Text =>
· · · · · · ·

Finance Minister Paula Cox

Premier Alex Scott and Finance Minister Paula Cox deserve credit for finally releasing the tax review after it was kept under wraps for at least five years.

But now that it has finally been released, it is not a total surprise that the late Eugene Cox, the former Finance Minister, was keen to keep it secret.

That's because the revisions to the review that Mr. Cox sought when he took office in 1998 flew in the face of the PLP's election promises.

The PLP then promised no tax increases, instead saying it would find savings through eliminating pockets of waste. And after the General Election, then-Premier Ms Smith made a still-unfulfilled promise to appoint a “scissors man” to cut unnecessary spending.

At the same time those promises were being made, Mr. Cox revised the former Government's term of reference that the review look at ways of revising the tax code but retaining taxation at around 18 percent of gross domestic product, instead saying that the cap should be raised to 24 percent.

That may not seem like much, but GDP last year was $3.9 billion, meaning that a tax increase of one percent of GDP would net Government an extra $39 million, two percent would mean $78 million and so on.

The good news is that this in fact has not happened, but Ms Cox said this week that Government would set a cap of 21 percent, and that is still a lot of money by any measure.

The mystery is why Government would want to raise the cap at all. While seeing what proportion of GDP Government expenditure takes is a reasonable measure of public sector prudence, Government's primary aim should be to raise no more money than it has to spend, thus keeping money at work in the economy and in the pockets of those who earned it.

The second reason that keeping the report secret would have spared Mr. Cox blushes was the request to look at ways of making payroll tax more progressive. Progressive taxation means, essentially, that the more you earn, the greater proportion of your income goes to taxes.

So a person earning $10,000 might pay a ten percent tax, while a person earning $100,000 might pay a 15 percent tax. Payroll tax, as it stands now, is a flat tax. Apart from those industries that are exempt, everyone pays the same percentage, regardless of whether they earn $10,000 or $100,000.

· · · · · · ·

To do => In the text on the tax review, what cap did Ms Cox say this week that Government would set? The material that follows is not needed.

Material =>
· · · · · · ·

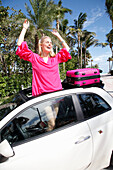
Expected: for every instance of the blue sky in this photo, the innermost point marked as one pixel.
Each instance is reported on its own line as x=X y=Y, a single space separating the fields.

· · · · · · ·

Written solution => A cap of 21 percent.